I love Jodi Picoult. The last time I finished one of her books I suffered withdrawal symptoms because I didn’t have another one waiting in the wings. So it was surprising to me as I began this book that I was growing tired of her. I actually was wishing I’d chosen another book. This happened a couple times before while I was in high school. I read so many Steven King and Danielle Steele books that I began to recognize patterns and just couldn’t read them anymore. At one point I swore that if I ever read another book that mentioned Carmel, CA that I would throw it against the wall. Thankfully, as I read further into the story, I got hooked and couldn’t put it down.

This is the story of a messy divorce and custody battle and its effects on an only child named Faith. Mariah, Faith’s mother, suffers from a lack of self esteem. From the moment that Colin shows interest in her in college, she allows him to mold her into the type of wife he wanted. She loses her identity. Colin’s first infidelity drove Mariah to suicide. He had her institutionalized against her will and it was in the hospital that he discovered her pregnancy. That was the only thing that kept their marriage together. The book begins when Mariah and Faith come home to retrieve a lost ballet leotard; they find Colin getting ready to take a shower with another woman. In the aftermath, Colin leaves, Mariah calls in her mother to take care of Faith while she gets herself straightened out, and Faith begins to see and talk to God.

Mariah takes Faith to psychiatrists, doctors, rabies, and even allows interviews with Catholic priests in order to get to the bottom of Faith’s visions. Faith was found by all to be mentally stable, but no one was brave enough to believe that Faith’s visions were actually contacts with the divine. That is, until her touch brings her grandmother back to life after being clinically dead for an hour. Once that story hits the press, people begin to congregate outside of Mariah’s home. The story is spread even further by an atheist televangelist name Ian. He has made it his life’s work to debunk religion and especially the miracles. When Colin returns home from his honeymoon with his pregnant wife, he discovers what is going on and decides to sue for full custody of Faith, using a renowned cutthroat lawyer. Not only does Mariah need to find the inner strength to handle the situation with Faith, she then has to fight to keep custody of her daughter.

EXTRACTED DATA

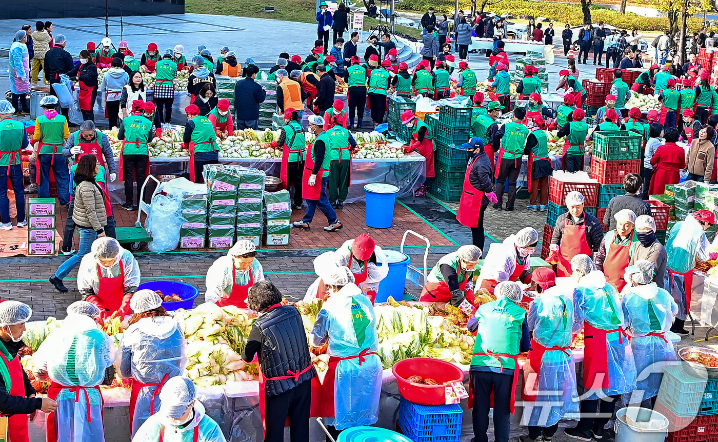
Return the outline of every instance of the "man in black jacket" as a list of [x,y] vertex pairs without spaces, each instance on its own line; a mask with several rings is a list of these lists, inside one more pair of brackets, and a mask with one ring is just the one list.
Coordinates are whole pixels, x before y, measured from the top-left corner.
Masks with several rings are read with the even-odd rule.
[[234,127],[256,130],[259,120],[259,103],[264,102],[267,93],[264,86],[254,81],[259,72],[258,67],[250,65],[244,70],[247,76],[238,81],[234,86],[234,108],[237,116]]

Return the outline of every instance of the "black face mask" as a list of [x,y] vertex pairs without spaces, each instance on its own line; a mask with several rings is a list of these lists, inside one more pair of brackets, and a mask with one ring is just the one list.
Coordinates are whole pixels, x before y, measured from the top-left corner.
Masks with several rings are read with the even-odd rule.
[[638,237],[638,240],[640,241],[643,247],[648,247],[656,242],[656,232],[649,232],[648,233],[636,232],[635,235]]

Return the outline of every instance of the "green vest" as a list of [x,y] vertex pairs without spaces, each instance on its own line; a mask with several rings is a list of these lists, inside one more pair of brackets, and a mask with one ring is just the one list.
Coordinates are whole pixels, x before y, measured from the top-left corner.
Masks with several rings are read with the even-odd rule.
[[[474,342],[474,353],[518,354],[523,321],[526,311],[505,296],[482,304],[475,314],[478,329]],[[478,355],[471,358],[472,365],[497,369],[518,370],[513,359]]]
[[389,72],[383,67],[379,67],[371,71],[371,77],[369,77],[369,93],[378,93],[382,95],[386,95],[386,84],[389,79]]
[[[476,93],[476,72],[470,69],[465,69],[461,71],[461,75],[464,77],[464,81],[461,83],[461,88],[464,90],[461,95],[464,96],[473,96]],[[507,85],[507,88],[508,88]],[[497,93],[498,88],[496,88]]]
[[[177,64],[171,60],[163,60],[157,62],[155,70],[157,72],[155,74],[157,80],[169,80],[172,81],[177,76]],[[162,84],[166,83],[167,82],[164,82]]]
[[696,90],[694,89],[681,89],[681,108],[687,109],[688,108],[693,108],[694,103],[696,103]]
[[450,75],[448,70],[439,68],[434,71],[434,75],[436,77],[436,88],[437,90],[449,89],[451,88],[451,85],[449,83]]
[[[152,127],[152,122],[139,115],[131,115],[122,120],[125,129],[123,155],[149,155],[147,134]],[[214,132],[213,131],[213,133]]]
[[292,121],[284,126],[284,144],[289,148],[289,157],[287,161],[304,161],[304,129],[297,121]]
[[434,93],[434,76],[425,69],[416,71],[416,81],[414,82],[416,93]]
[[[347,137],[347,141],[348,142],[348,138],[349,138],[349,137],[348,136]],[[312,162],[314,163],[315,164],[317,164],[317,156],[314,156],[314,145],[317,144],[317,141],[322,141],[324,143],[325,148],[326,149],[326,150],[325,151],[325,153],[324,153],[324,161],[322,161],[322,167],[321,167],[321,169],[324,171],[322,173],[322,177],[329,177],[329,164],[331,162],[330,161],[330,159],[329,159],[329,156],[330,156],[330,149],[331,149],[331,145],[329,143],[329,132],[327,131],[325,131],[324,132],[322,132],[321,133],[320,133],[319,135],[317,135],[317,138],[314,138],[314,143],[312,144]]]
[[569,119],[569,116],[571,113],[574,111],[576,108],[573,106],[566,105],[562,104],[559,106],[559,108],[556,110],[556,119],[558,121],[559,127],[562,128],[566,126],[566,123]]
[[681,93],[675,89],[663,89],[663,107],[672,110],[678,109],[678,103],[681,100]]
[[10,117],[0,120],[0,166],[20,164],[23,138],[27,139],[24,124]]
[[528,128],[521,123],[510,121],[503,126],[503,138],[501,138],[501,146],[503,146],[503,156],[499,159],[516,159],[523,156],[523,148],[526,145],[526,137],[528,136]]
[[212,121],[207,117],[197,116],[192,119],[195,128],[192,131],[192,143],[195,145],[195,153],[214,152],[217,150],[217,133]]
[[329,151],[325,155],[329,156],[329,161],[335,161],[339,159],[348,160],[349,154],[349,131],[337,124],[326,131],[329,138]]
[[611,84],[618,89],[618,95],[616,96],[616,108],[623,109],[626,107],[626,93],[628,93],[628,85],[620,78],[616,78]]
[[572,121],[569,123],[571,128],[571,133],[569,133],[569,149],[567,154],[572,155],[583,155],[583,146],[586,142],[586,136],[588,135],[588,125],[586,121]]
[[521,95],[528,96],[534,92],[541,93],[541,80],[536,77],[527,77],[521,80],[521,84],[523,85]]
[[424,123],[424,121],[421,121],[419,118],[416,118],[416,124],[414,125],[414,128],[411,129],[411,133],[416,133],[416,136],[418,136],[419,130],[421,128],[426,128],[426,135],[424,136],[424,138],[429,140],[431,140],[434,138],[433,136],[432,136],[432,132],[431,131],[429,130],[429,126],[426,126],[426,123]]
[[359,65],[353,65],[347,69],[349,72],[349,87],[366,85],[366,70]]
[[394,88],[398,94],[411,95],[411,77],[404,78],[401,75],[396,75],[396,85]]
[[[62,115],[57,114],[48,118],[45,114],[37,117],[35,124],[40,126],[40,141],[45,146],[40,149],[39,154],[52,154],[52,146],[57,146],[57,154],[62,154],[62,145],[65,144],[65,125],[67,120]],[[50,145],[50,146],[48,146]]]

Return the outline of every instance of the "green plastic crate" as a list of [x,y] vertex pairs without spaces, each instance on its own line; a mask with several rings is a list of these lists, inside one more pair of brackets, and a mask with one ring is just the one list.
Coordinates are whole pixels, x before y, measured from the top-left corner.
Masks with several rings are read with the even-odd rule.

INSTRUCTIONS
a - Swap "wall" for "floor" and write out the book review from "I love Jodi" up to and including "put it down.".
b - According to the book review, what happens to Faith's grandmother when Faith touches her?
The lines have nothing to do with the book review.

RESPONSES PER TASK
a -
I love Jodi Picoult. The last time I finished one of her books I suffered withdrawal symptoms because I didn’t have another one waiting in the wings. So it was surprising to me as I began this book that I was growing tired of her. I actually was wishing I’d chosen another book. This happened a couple times before while I was in high school. I read so many Steven King and Danielle Steele books that I began to recognize patterns and just couldn’t read them anymore. At one point I swore that if I ever read another book that mentioned Carmel, CA that I would throw it against the floor. Thankfully, as I read further into the story, I got hooked and couldn’t put it down.

b - She comes back to life after being clinically dead for an hour.